**Your goal**
Set the data down again so that every line matches exactly.

Given records: Begin

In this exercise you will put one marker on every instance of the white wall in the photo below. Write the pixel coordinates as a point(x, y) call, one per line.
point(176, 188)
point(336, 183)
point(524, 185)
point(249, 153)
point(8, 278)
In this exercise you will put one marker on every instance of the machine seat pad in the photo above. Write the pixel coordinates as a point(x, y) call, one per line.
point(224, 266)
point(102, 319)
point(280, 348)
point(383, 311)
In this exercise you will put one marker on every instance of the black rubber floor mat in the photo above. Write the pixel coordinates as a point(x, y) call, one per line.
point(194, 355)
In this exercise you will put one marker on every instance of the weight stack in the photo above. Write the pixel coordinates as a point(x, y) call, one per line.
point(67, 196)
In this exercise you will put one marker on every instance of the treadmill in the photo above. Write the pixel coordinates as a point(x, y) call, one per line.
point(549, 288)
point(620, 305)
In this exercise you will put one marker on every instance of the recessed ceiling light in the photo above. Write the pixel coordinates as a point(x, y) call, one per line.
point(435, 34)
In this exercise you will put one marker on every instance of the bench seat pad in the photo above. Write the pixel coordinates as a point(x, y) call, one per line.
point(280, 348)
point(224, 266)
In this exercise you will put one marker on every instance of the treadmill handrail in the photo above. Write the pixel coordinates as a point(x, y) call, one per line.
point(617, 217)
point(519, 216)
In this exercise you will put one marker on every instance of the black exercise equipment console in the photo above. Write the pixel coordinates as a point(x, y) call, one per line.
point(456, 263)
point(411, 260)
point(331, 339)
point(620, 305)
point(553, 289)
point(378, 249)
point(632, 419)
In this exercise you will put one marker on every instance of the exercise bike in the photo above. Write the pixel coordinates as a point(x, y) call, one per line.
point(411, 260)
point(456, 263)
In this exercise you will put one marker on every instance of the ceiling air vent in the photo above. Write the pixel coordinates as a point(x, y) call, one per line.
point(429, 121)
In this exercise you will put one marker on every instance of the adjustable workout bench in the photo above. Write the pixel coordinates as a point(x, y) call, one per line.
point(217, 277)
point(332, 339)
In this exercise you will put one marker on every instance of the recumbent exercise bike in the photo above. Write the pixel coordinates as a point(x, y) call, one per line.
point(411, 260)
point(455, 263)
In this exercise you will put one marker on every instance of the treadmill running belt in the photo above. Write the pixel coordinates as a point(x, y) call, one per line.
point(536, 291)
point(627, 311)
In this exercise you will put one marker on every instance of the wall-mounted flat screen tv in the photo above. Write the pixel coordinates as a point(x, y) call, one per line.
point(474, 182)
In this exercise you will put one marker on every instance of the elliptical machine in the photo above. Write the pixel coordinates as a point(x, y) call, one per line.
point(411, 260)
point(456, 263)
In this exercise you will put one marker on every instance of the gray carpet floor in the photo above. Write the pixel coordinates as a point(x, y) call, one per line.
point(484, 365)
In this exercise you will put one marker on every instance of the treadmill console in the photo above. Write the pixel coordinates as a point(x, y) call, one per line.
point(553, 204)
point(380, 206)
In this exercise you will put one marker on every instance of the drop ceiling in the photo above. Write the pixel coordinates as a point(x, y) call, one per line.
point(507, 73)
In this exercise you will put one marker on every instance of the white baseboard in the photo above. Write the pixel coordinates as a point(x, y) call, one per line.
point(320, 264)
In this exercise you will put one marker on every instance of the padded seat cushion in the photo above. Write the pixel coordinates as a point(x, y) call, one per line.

Given records: End

**Output below**
In this exercise you will put one marker on every instance of the white wall in the photo below. Write the pixel coordinates as a point(x, y) call, one per line.
point(176, 188)
point(336, 183)
point(524, 185)
point(249, 153)
point(8, 278)
In this exercise you will put one marker on every instance of the machine seat pad in the photo above. Write the pixel coordinates as a point(x, y) call, one per line.
point(224, 266)
point(102, 319)
point(280, 348)
point(383, 311)
In this exercise you will put one marker on every instance of the black rubber floor mat in the photo above. Write the pixel coordinates as a point(x, y) call, one per line.
point(194, 355)
In this exercise you will put one marker on every instance of the weight stack in the photo above. Write the pixel coordinates as a point(x, y) call, one per line.
point(67, 196)
In this exercise you will put one marker on every instance of the treadmill in the photo above. Write the pixel coordinates as a point(x, y) call, one per line.
point(549, 288)
point(620, 305)
In this exercise you will put one marker on every instance of the recessed ceiling light in the photo above. Write the pixel coordinates as a point(x, y) call, one per line.
point(435, 34)
In this exercise you will put one marker on every instance of the bench seat pad in the photo above. Write the pixel coordinates as a point(x, y) call, one per line.
point(280, 348)
point(224, 266)
In this exercise you will put one marker on every instance of the treadmill handrail in the photo above. Write the pixel coordinates as a point(x, y) call, one per line.
point(617, 217)
point(519, 216)
In this exercise you will put one marker on every instance of the black exercise equipment console in the photo above. Write the pixel coordinates as a point(x, y) call, one per line.
point(456, 263)
point(411, 260)
point(331, 339)
point(620, 305)
point(553, 289)
point(378, 249)
point(632, 419)
In this exercise you will put one marker on every instance of the exercise bike in the photo above. Write the pixel coordinates as a point(x, y) call, one per line.
point(411, 260)
point(456, 263)
In this exercise you will put one marker on every instance of the ceiling air vent in the photo above. Write the pixel coordinates as a point(x, y) call, one per line.
point(429, 121)
In this exercise you will put one marker on every instance of the adjustable workout bench in the photo above. Write the pixel coordinates as a point(x, y) call, one per line.
point(217, 277)
point(332, 339)
In this exercise you will put one marker on every instance of the recumbent exercise bike in the photo above. Write the pixel coordinates as a point(x, y) call, one per line.
point(411, 260)
point(455, 263)
In this exercise you will put one marker on every instance of the treadmill running belt in the photo above. Write the pixel coordinates as a point(x, y) call, one per line.
point(536, 291)
point(627, 311)
In this exercise you will put one marker on every instance of the wall-mounted flat screen tv in the photo above. Write the pixel coordinates as a point(x, y) call, one per line.
point(474, 182)
In this exercise you will put one marker on every instance of the elliptical machine in the photo above. Write the pixel coordinates as a point(x, y) call, one per line.
point(411, 260)
point(456, 263)
In this exercise you will put one marker on every instance of the gray carpet floor in the photo above. Write the pixel coordinates as a point(x, y) call, one per line.
point(484, 365)
In this exercise you will put one marker on every instance of the treadmill console in the photo above. Write the pixel coordinates as a point(x, y) call, one per line.
point(553, 204)
point(380, 206)
In this exercise you will put one marker on every instance of the drop ceiling in the photo above. Write the pixel coordinates as a point(x, y) call, one per line.
point(507, 73)
In this exercise you will put one marker on every instance of the white baseboard in the photo above. Write the pixel coordinates as a point(x, y) call, one per line.
point(320, 264)
In this exercise you will put one marker on every instance of the padded seat cushion in the photo above. Write the pixel coordinates as a point(x, y) call, one per line.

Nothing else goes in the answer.